====== Kaynak ======

“Medet’in o çocuksuluğunu bugün tekrar gösterebilir miyim bilemiyorum.
Çünkü bu biraz da ruhla ilgili bir şey”. Aslında ikinci cümle ile belirsizliği
ortadan kaldırıyor Nedim Saban. Çünkü karşılıklı oturup sohbete başladığımızda,
sanki dün gibi tazeliğini koruyan anılarından bahsederken gözlerinin
parıltısında Melek’le bir türlü kavuşamayan, babasından korkan, Ali Haydar’a
gizliden gizliye sempati duyan o çocuksu Medet’i rahatlıkla görebiliyorsunuz. Deneme
çekimlerine gittiği dönemden final sahnesinde tüm ekibin merdivenlerde toplanıp
İkinci Bahar şarkısını söylediği ana
kadar her detayı dün gibi hatırlıyor. Mustafa Oğuz’la birlikte Meral Okay’a
yaptıkları şaka, çuvala girdiği sahnede bayılması, onu koltukta uyurken gören
Türkan Şoray’ın gidip sandalyede oturması, Yavuz Turgul’un “Tamam, çok para
alıyorsun ama o kadar oynamana gerek yok.” şeklindeki reji notu ve nicesi… Söz,
Nedim Saban’ın!
● Nasıl dâhil oldunuz
projeye?
Uğur Yücel çağırdı ve audition’a girdim. “Karşındaki kızı deneyeceğiz, o
yüzden audition alıyoruz” dediler ama dört defa da deneme çekimim alındı
(gülüyor). Dördüncüde “Bu rol senin!” diye bağırdı. O zaman anladım beni
denediklerini. Uğur Yücel, hayranı olduğum bir isimdi zaten. Ve kariyerimde
yönetmen olarak çok şey öğrendim ondan. Öncesinde de tanışıyordum Uğur’la. İş
Bankası reklamında birlikte oynamıştık. Hatta o ekipte Yavuz Turgul ve Haluk
Bilginer de vardı.
● İkinci Bahar’dan
cebinize başka neler kattınız?
Eminim herkes bahsetmiştir; Yavuz Turgul’dan oyunculuk notları gelirdi ve
herkese açıktı. El yazısıyla kendisi yazardı. Mesela bazen senaryonun bir
bölümünün kesildiğini ya da yeni bir bölüm eklendiğini Yavuz Turgul’un
imzasıyla görürdük. Oradan dramatik yapı hakkında çok şey öğreniyordum. Aynı
zamanda kolektif yapılan bir işte böyle bir paylaşım olması da muazzamdı.

====== Kayıt Listesi ======

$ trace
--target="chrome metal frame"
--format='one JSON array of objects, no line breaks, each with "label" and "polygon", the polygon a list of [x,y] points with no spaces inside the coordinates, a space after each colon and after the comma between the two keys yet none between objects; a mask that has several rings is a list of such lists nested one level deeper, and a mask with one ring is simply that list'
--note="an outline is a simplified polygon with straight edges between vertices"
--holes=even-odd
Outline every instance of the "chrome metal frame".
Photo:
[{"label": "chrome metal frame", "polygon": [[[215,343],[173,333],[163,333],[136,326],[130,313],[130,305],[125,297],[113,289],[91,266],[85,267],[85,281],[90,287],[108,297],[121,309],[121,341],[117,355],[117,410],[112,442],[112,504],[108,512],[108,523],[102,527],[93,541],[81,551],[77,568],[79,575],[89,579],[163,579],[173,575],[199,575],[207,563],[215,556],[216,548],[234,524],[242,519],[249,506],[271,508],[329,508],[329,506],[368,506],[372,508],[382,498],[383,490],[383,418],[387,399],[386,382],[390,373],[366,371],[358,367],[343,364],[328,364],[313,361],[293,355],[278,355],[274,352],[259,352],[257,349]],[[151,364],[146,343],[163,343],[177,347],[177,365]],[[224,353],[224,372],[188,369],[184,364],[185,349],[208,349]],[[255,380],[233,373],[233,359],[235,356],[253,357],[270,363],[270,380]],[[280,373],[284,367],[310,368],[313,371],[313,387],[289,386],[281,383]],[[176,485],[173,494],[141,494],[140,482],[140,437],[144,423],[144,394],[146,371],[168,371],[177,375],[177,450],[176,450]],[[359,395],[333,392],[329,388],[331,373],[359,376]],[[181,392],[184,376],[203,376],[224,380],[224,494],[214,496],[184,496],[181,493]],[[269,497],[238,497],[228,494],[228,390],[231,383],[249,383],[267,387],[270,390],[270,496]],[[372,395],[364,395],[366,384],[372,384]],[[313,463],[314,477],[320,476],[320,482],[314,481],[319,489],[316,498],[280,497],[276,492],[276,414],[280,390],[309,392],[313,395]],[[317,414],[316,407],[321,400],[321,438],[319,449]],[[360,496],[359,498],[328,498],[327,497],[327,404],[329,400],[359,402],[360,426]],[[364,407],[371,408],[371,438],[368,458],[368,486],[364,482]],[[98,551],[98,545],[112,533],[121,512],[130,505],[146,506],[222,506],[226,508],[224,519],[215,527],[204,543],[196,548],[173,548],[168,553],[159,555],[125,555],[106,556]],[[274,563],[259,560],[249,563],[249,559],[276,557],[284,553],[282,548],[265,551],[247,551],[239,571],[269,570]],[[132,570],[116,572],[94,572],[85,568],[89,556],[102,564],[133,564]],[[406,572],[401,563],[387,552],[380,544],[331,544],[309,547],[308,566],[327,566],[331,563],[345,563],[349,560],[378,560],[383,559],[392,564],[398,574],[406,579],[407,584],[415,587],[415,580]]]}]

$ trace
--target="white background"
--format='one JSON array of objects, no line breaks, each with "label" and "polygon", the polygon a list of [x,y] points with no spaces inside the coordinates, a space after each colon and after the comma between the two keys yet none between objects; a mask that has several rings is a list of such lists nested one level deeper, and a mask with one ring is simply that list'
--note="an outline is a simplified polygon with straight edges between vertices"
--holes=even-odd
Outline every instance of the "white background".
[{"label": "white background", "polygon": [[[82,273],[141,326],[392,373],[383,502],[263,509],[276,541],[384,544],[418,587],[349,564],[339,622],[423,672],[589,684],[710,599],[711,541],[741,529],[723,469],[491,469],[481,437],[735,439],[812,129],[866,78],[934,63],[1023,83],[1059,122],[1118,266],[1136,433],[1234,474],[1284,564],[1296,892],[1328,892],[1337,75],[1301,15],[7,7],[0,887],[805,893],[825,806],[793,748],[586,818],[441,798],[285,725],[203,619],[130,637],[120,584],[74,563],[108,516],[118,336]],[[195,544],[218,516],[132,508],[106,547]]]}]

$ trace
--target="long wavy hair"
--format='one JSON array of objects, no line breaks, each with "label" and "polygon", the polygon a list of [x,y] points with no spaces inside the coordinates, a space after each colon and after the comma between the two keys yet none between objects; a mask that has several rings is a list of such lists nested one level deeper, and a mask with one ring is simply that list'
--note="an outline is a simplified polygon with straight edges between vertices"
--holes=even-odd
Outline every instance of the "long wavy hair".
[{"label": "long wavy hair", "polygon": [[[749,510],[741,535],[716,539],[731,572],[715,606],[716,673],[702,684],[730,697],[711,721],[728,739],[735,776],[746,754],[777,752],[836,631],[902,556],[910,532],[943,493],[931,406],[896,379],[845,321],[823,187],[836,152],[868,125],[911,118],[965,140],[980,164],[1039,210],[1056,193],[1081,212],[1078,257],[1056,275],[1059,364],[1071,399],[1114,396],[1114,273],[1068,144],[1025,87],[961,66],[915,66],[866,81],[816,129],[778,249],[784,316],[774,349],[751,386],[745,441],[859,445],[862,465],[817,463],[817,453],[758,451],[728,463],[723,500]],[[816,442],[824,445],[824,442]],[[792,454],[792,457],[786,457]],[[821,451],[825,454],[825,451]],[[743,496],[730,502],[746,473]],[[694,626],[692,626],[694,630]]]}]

======

Görev -
İkinci Bahar söyleşisinin "Uğur Yücel çağırdı" sözleriyle başlayıp "olması da muazzamdı." sözleriyle biten kısmını, "muazzamdı" yerine "harikaydı" koyarak yeniden yazın. Satırların bu işle hiçbir ilgisi yok.

Çözüm -
Uğur Yücel çağırdı ve audition’a girdim. “Karşındaki kızı deneyeceğiz, o
yüzden audition alıyoruz” dediler ama dört defa da deneme çekimim alındı
(gülüyor). Dördüncüde “Bu rol senin!” diye bağırdı. O zaman anladım beni
denediklerini. Uğur Yücel, hayranı olduğum bir isimdi zaten. Ve kariyerimde
yönetmen olarak çok şey öğrendim ondan. Öncesinde de tanışıyordum Uğur’la. İş
Bankası reklamında birlikte oynamıştık. Hatta o ekipte Yavuz Turgul ve Haluk
Bilginer de vardı.
● İkinci Bahar’dan
cebinize başka neler kattınız?
Eminim herkes bahsetmiştir; Yavuz Turgul’dan oyunculuk notları gelirdi ve
herkese açıktı. El yazısıyla kendisi yazardı. Mesela bazen senaryonun bir
bölümünün kesildiğini ya da yeni bir bölüm eklendiğini Yavuz Turgul’un
imzasıyla görürdük. Oradan dramatik yapı hakkında çok şey öğreniyordum. Aynı
zamanda kolektif yapılan bir işte böyle bir paylaşım olması da harikaydı.